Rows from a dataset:
——————————

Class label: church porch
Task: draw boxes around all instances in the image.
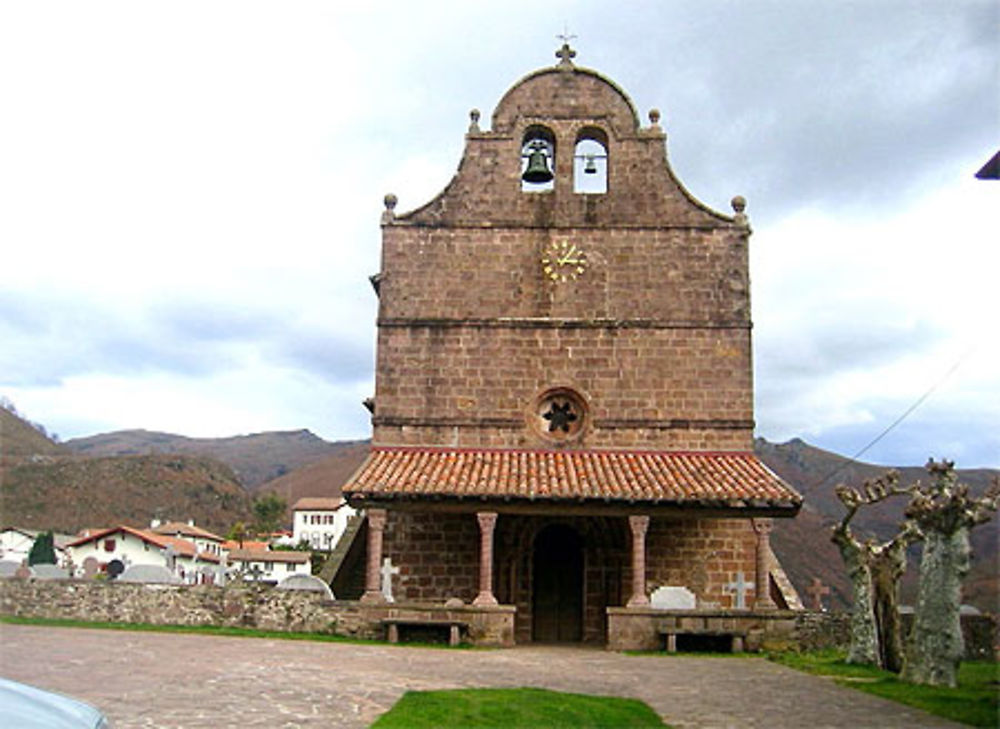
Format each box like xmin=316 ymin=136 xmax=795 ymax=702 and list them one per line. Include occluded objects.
xmin=344 ymin=502 xmax=796 ymax=648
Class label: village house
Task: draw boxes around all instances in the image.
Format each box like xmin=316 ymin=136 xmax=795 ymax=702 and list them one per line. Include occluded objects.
xmin=338 ymin=45 xmax=801 ymax=648
xmin=67 ymin=526 xmax=223 ymax=584
xmin=292 ymin=496 xmax=355 ymax=551
xmin=227 ymin=549 xmax=312 ymax=585
xmin=149 ymin=519 xmax=226 ymax=557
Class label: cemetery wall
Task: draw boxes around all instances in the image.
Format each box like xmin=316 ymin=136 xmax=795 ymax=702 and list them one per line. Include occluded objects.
xmin=0 ymin=579 xmax=1000 ymax=660
xmin=0 ymin=579 xmax=514 ymax=646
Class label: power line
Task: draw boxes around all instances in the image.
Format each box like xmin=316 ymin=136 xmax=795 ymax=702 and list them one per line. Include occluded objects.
xmin=813 ymin=346 xmax=975 ymax=488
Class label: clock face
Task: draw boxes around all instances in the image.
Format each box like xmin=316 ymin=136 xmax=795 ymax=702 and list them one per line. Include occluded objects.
xmin=542 ymin=240 xmax=587 ymax=283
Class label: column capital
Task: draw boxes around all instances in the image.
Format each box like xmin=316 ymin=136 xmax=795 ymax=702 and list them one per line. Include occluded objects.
xmin=472 ymin=511 xmax=497 ymax=606
xmin=361 ymin=509 xmax=386 ymax=604
xmin=750 ymin=517 xmax=774 ymax=535
xmin=628 ymin=514 xmax=649 ymax=536
xmin=365 ymin=509 xmax=385 ymax=531
xmin=476 ymin=511 xmax=497 ymax=530
xmin=625 ymin=514 xmax=649 ymax=607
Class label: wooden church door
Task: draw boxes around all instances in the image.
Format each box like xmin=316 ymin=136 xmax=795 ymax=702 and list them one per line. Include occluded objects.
xmin=532 ymin=524 xmax=583 ymax=643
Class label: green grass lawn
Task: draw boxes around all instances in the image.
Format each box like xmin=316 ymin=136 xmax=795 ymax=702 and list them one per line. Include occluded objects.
xmin=769 ymin=651 xmax=1000 ymax=727
xmin=372 ymin=688 xmax=665 ymax=729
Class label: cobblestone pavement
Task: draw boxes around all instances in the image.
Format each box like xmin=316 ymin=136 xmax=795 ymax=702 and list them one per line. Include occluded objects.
xmin=0 ymin=625 xmax=959 ymax=729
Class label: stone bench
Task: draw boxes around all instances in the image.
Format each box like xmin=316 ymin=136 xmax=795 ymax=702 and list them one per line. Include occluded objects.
xmin=657 ymin=628 xmax=747 ymax=653
xmin=380 ymin=618 xmax=469 ymax=645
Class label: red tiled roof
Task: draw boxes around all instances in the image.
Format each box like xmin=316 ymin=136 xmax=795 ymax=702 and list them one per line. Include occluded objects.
xmin=292 ymin=496 xmax=344 ymax=511
xmin=149 ymin=521 xmax=224 ymax=542
xmin=66 ymin=526 xmax=195 ymax=556
xmin=343 ymin=446 xmax=802 ymax=508
xmin=229 ymin=549 xmax=311 ymax=564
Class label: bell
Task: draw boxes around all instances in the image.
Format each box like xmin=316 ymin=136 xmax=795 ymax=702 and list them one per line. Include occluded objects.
xmin=521 ymin=145 xmax=552 ymax=183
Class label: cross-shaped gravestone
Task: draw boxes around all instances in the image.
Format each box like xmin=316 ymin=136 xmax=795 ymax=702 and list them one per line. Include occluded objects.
xmin=379 ymin=557 xmax=399 ymax=602
xmin=726 ymin=572 xmax=753 ymax=610
xmin=83 ymin=557 xmax=101 ymax=580
xmin=806 ymin=577 xmax=830 ymax=611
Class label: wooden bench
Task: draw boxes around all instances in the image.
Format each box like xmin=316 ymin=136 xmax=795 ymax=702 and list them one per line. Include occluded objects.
xmin=658 ymin=628 xmax=747 ymax=653
xmin=381 ymin=618 xmax=469 ymax=645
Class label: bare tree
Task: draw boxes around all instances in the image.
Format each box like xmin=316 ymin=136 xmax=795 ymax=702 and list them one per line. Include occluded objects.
xmin=902 ymin=459 xmax=1000 ymax=686
xmin=832 ymin=471 xmax=921 ymax=673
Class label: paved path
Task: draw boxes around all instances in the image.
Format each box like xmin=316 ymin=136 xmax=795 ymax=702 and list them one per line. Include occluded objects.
xmin=0 ymin=624 xmax=959 ymax=729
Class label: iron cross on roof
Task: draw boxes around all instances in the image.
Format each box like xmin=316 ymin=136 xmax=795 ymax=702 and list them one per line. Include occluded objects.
xmin=556 ymin=26 xmax=576 ymax=66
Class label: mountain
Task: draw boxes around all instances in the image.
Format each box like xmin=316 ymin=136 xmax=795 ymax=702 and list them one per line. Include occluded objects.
xmin=0 ymin=408 xmax=1000 ymax=612
xmin=0 ymin=406 xmax=250 ymax=533
xmin=0 ymin=405 xmax=69 ymax=463
xmin=65 ymin=430 xmax=360 ymax=490
xmin=754 ymin=438 xmax=1000 ymax=612
xmin=0 ymin=454 xmax=250 ymax=534
xmin=253 ymin=441 xmax=369 ymax=510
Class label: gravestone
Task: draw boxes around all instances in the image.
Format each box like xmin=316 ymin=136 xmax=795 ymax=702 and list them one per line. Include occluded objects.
xmin=163 ymin=544 xmax=177 ymax=572
xmin=379 ymin=557 xmax=399 ymax=602
xmin=118 ymin=564 xmax=181 ymax=585
xmin=32 ymin=564 xmax=69 ymax=580
xmin=806 ymin=577 xmax=830 ymax=611
xmin=83 ymin=557 xmax=101 ymax=580
xmin=649 ymin=585 xmax=697 ymax=610
xmin=726 ymin=572 xmax=753 ymax=610
xmin=275 ymin=575 xmax=334 ymax=600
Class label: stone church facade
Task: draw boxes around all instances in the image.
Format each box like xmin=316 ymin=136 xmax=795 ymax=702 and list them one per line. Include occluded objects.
xmin=343 ymin=46 xmax=801 ymax=646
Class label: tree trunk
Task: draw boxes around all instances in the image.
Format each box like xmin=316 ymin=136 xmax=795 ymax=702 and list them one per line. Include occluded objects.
xmin=902 ymin=526 xmax=970 ymax=687
xmin=872 ymin=547 xmax=906 ymax=673
xmin=833 ymin=532 xmax=879 ymax=666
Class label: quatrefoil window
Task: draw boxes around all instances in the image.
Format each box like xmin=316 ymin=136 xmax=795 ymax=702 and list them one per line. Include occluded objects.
xmin=542 ymin=401 xmax=579 ymax=433
xmin=528 ymin=387 xmax=588 ymax=443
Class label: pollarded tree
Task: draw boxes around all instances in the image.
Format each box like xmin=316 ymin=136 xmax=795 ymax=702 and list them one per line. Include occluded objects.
xmin=832 ymin=471 xmax=920 ymax=673
xmin=902 ymin=459 xmax=1000 ymax=686
xmin=28 ymin=532 xmax=56 ymax=565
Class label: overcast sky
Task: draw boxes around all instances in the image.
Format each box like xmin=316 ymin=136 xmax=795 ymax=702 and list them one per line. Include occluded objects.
xmin=0 ymin=0 xmax=1000 ymax=467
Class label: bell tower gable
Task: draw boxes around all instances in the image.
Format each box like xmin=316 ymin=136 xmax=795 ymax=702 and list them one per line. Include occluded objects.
xmin=396 ymin=53 xmax=744 ymax=229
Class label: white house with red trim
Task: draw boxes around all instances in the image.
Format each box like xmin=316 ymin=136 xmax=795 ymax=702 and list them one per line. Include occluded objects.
xmin=66 ymin=526 xmax=222 ymax=584
xmin=292 ymin=496 xmax=356 ymax=551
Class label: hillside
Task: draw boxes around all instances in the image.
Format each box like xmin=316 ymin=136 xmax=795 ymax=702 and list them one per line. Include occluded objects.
xmin=254 ymin=441 xmax=369 ymax=522
xmin=0 ymin=455 xmax=250 ymax=533
xmin=0 ymin=407 xmax=69 ymax=463
xmin=66 ymin=430 xmax=360 ymax=489
xmin=754 ymin=438 xmax=1000 ymax=612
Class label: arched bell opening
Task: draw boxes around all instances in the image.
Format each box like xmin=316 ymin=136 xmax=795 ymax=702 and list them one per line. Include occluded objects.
xmin=521 ymin=125 xmax=556 ymax=192
xmin=573 ymin=127 xmax=608 ymax=195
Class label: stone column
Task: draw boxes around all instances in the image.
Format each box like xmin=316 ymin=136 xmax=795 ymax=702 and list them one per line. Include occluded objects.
xmin=361 ymin=509 xmax=385 ymax=603
xmin=625 ymin=516 xmax=649 ymax=607
xmin=751 ymin=519 xmax=778 ymax=610
xmin=472 ymin=511 xmax=497 ymax=605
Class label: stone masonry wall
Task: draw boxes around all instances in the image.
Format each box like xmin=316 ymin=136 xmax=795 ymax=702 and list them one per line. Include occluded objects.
xmin=0 ymin=579 xmax=514 ymax=646
xmin=629 ymin=517 xmax=757 ymax=609
xmin=382 ymin=510 xmax=479 ymax=603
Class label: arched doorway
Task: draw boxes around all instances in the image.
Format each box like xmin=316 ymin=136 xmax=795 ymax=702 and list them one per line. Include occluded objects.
xmin=531 ymin=524 xmax=583 ymax=643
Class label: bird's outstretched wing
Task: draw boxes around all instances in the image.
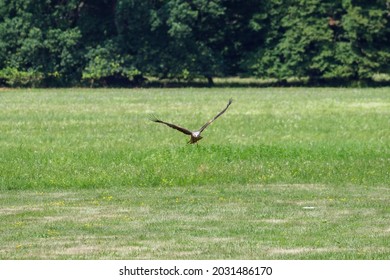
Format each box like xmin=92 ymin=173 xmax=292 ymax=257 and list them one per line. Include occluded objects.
xmin=150 ymin=116 xmax=192 ymax=135
xmin=199 ymin=98 xmax=233 ymax=132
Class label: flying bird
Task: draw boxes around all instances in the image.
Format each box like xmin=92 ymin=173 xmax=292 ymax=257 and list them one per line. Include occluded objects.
xmin=151 ymin=98 xmax=233 ymax=144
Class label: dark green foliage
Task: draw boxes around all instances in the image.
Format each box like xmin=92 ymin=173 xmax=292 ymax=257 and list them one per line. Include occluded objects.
xmin=0 ymin=0 xmax=390 ymax=86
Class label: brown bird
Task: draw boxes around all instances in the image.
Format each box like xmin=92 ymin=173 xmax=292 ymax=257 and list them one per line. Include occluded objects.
xmin=151 ymin=98 xmax=233 ymax=144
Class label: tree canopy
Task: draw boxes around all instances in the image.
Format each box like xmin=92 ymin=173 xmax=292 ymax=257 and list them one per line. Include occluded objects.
xmin=0 ymin=0 xmax=390 ymax=86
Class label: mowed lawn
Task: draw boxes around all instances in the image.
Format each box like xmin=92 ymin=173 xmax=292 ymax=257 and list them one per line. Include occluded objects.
xmin=0 ymin=88 xmax=390 ymax=259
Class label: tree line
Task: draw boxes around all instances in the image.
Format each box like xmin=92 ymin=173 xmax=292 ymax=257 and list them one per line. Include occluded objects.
xmin=0 ymin=0 xmax=390 ymax=86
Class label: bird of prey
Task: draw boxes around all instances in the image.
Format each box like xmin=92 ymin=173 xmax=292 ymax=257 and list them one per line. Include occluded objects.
xmin=151 ymin=98 xmax=233 ymax=144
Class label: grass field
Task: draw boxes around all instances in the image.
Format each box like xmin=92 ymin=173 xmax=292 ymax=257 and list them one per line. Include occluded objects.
xmin=0 ymin=88 xmax=390 ymax=259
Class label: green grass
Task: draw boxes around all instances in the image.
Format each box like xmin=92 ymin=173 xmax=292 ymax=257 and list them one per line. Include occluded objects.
xmin=0 ymin=88 xmax=390 ymax=259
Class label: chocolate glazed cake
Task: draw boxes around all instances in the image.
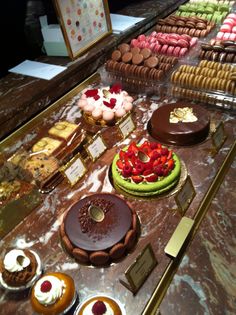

——————————

WRITTEN PROBLEM:
Rewrite the lines between the line holding "Class label: cobblestone pavement" and the line holding "xmin=381 ymin=618 xmax=469 ymax=645", inclusive, swapping "Class label" for "Category" and leaving everything else the same.

CORRECT ANSWER:
Category: cobblestone pavement
Task: draw boxes around all instances in the image.
Format each box like xmin=316 ymin=136 xmax=795 ymax=702 and list them one per line. Include occluded objects.
xmin=0 ymin=625 xmax=959 ymax=729
Category: stone bench
Task: draw boxes around all instances in the image.
Format each box like xmin=316 ymin=136 xmax=795 ymax=702 and list them one per line. Include occluded objects.
xmin=657 ymin=628 xmax=747 ymax=653
xmin=380 ymin=618 xmax=469 ymax=645
Category: red tiled roof
Task: draw boxes around all instances in the image.
Format each box like xmin=316 ymin=136 xmax=795 ymax=702 and list them one per line. Include occluded objects.
xmin=292 ymin=496 xmax=344 ymax=511
xmin=149 ymin=521 xmax=224 ymax=542
xmin=66 ymin=526 xmax=195 ymax=556
xmin=343 ymin=446 xmax=802 ymax=508
xmin=229 ymin=549 xmax=311 ymax=564
Category: bell
Task: draw boxes around all instances in the image.
Format each box like xmin=316 ymin=136 xmax=795 ymax=702 and list them one per line. Include occluded objects.
xmin=521 ymin=145 xmax=552 ymax=183
Category: cross-shaped gravestone
Task: draw boxes around all instances in the image.
Format each box like xmin=316 ymin=136 xmax=795 ymax=702 and list them one per line. Include occluded objects.
xmin=379 ymin=557 xmax=399 ymax=602
xmin=726 ymin=572 xmax=753 ymax=610
xmin=83 ymin=557 xmax=101 ymax=580
xmin=806 ymin=577 xmax=830 ymax=611
Category: wooden bench
Task: draw boxes around all instances in the image.
Format each box like xmin=316 ymin=136 xmax=795 ymax=702 and list them one per line. Include occluded objects.
xmin=658 ymin=628 xmax=747 ymax=653
xmin=381 ymin=618 xmax=469 ymax=645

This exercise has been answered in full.